Ziel:
Schreibe sämtliche folgenden Zeilen wortgetreu heraus. Die Bilder gehören nicht in die Antwort.

Zeilenauszüge:
● ● ● ● ● ● ●

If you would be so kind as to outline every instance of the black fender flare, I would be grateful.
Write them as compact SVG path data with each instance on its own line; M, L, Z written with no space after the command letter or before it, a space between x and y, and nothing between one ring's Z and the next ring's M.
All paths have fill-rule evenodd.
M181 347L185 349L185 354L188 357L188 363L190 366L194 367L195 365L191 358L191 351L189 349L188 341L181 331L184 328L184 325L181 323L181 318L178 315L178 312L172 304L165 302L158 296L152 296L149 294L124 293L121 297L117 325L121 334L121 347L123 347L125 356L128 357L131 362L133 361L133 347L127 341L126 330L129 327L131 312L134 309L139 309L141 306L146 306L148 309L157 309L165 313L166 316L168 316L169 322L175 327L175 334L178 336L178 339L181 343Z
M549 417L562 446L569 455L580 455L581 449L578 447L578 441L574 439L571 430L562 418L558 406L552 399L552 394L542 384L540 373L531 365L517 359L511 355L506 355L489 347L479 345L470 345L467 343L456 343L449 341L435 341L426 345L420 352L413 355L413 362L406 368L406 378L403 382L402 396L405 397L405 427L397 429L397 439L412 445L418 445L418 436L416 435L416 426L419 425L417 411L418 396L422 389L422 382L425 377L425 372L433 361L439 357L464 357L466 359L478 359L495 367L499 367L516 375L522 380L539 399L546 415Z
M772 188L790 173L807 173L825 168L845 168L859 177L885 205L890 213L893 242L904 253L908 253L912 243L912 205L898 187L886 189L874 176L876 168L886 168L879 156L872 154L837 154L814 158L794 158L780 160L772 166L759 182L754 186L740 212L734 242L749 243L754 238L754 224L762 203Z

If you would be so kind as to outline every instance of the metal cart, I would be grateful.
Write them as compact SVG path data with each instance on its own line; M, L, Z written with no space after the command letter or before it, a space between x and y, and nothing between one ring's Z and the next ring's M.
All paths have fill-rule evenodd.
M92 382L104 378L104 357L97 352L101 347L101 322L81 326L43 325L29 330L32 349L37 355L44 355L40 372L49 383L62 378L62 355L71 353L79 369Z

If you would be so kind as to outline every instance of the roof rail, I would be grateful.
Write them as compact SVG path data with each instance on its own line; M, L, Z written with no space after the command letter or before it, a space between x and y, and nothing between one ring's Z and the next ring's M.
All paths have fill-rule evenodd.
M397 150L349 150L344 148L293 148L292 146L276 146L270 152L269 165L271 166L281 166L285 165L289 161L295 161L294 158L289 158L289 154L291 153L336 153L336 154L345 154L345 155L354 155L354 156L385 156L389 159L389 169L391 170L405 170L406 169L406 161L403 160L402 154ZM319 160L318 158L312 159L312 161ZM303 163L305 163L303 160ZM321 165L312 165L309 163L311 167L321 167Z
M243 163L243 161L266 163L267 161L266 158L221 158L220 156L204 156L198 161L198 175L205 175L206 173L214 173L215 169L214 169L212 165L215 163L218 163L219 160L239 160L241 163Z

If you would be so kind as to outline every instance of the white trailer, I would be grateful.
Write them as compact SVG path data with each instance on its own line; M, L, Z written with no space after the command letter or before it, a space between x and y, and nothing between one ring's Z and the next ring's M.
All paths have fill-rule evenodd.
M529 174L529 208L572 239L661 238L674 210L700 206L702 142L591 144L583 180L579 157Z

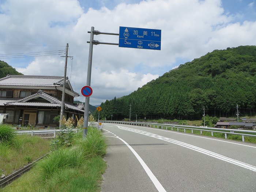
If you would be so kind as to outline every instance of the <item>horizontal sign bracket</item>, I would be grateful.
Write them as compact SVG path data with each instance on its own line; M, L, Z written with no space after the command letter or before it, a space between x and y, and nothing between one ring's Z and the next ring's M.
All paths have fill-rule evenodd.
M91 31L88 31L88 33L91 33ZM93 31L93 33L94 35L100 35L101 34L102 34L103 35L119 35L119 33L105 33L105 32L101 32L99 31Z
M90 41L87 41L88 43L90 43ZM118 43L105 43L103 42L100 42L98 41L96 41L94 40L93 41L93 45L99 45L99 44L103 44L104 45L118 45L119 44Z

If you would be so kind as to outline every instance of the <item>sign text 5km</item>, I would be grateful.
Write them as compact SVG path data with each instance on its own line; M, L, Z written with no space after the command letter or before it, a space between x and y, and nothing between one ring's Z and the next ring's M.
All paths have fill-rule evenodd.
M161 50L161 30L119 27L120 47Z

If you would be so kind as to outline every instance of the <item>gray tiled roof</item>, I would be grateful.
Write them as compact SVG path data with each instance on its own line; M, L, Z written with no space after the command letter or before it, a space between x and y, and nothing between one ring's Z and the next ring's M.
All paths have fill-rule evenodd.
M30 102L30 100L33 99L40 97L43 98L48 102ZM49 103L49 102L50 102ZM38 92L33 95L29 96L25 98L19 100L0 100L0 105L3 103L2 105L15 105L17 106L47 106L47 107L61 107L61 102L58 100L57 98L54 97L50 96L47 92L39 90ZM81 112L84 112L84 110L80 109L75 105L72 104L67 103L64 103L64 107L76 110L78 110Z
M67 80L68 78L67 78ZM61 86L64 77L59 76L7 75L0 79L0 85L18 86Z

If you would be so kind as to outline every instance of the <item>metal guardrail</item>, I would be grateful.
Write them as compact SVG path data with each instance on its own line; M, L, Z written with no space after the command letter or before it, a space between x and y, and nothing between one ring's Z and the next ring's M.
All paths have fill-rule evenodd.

● ● ● ● ● ● ●

Richtige Lösung:
If you would be so kind as to outline every instance of the black fender flare, I would be grateful.
Write them as compact SVG path data with each instance on its own line; M, L, Z written with no space after the command letter or before it, a space between x and y, and nothing between one ring's Z and the next ring's M.
All paths have fill-rule evenodd.
M181 347L185 349L185 354L188 357L188 363L190 366L194 367L195 365L191 358L191 351L189 349L188 341L181 331L184 328L184 325L181 323L181 318L178 315L178 312L172 304L165 302L158 296L152 296L149 294L124 293L121 297L117 325L121 334L121 347L123 347L125 356L128 357L131 362L133 361L133 347L127 341L126 330L129 327L131 312L134 309L139 309L141 306L146 306L148 309L157 309L165 313L166 316L168 316L169 322L175 327L175 334L178 336L178 339L181 343Z
M549 417L562 446L569 455L580 455L581 449L578 447L578 441L574 439L571 430L562 418L558 406L552 399L552 394L542 384L540 373L531 365L517 359L511 355L506 355L489 347L479 345L470 345L467 343L456 343L449 341L435 341L426 345L420 352L413 355L413 362L406 368L406 378L403 382L402 396L405 397L405 427L397 429L397 439L412 445L418 445L418 436L416 435L416 426L419 425L417 411L418 396L422 389L422 382L425 377L425 372L433 361L439 357L464 357L466 359L478 359L495 367L499 367L516 375L522 380L539 399L546 415Z
M772 188L790 173L807 173L825 168L845 168L859 177L885 205L890 213L893 242L904 253L908 253L912 243L912 205L898 187L886 189L874 176L876 168L886 168L879 156L872 154L837 154L814 158L794 158L780 160L772 166L759 182L754 186L740 212L734 242L749 243L754 238L754 224L762 203Z

If you would be so kind as to outline every instance of the metal cart, I would be grateful.
Write them as compact SVG path data with each instance on its own line; M, L, Z written with no space after the command letter or before it, a space between x and y, and nothing between one ring's Z and the next ring's M.
All paths have fill-rule evenodd.
M92 382L104 378L104 357L97 352L101 347L101 322L81 326L43 325L29 330L32 349L37 355L44 355L40 372L49 383L62 378L62 355L71 353L79 369Z

If you would be so kind as to outline every instance of the roof rail, I would be grateful.
Write them as compact SVG path data with each instance on its own line; M, L, Z written with no space after the command letter or before it, a space between x and y, and nothing between one ring's Z and the next ring's M.
All paths have fill-rule evenodd.
M397 150L349 150L344 148L293 148L292 146L276 146L270 152L269 165L271 166L281 166L285 165L289 161L295 161L294 158L289 158L289 154L291 153L336 153L336 154L345 154L345 155L354 155L354 156L385 156L389 159L389 169L391 170L405 170L406 169L406 161L403 160L402 154ZM319 160L318 158L312 159L312 161ZM303 163L305 163L303 160ZM321 165L312 165L309 163L311 167L321 167Z
M243 163L243 161L266 163L267 161L266 158L221 158L220 156L204 156L198 161L198 175L205 175L206 173L214 173L215 169L214 169L212 165L215 163L218 163L219 160L239 160L241 163Z

If you would be so kind as to outline every instance of the white trailer, I would be grateful.
Write them as compact SVG path data with each instance on its own line; M, L, Z written with no space after the command letter or before it, a space between x and y, and nothing between one ring's Z and the next ring's M.
All paths have fill-rule evenodd.
M529 174L529 208L572 239L661 238L674 210L700 206L702 142L591 144L583 180L579 157Z

If you would be so kind as to outline every instance of the <item>horizontal sign bracket</item>, I would be grateful.
Write them as compact SVG path data with each instance on its own line; M, L, Z written with no space after the command letter or before it, a space between x and y, and nothing between one ring's Z and the next ring's M.
All paths have fill-rule evenodd.
M91 31L88 31L88 33L91 33ZM93 31L93 33L94 35L100 35L101 34L102 34L103 35L119 35L119 33L105 33L105 32L101 32L99 31Z
M90 41L87 41L88 43L90 43ZM118 43L105 43L103 42L100 42L98 41L96 41L94 40L93 41L93 45L99 45L99 44L103 44L104 45L118 45L119 44Z

If you would be so kind as to outline every instance of the <item>sign text 5km</item>, I would be grateful.
Write them as compact SVG path data with each instance on its own line; M, L, Z written with no space after the command letter or before it, a space between x and y, and nothing between one ring's Z and the next ring's M.
All paths have fill-rule evenodd.
M161 50L161 30L119 27L120 47Z

If you would be so kind as to outline every instance of the <item>gray tiled roof</item>, I would be grateful.
Write them as compact SVG path data with each instance on its own line; M, L, Z written with no space after the command letter or before it, a space between x and y, and nothing between one ring's Z and the next ring's M.
All paths have fill-rule evenodd.
M30 102L30 100L33 99L40 97L43 98L48 102ZM49 103L49 102L50 102ZM38 92L33 95L29 96L25 98L19 100L0 100L0 105L3 103L2 105L15 105L17 106L47 106L47 107L61 107L61 102L58 100L57 98L54 97L50 96L47 92L39 90ZM81 112L84 112L84 110L80 109L75 105L72 104L67 103L64 103L64 107L76 110L78 110Z
M67 80L68 78L67 78ZM61 86L64 77L59 76L7 75L0 79L0 85L18 86Z

If you would be so kind as to outline every instance of the <item>metal guardrail</item>, I would be grateful.
Write them as compact SVG path data with each instance on its own line; M, L, Z written with no space after the command letter or before it, a space between x and y, and nothing between one ring's Z and the next ring's M.
All paths have fill-rule evenodd.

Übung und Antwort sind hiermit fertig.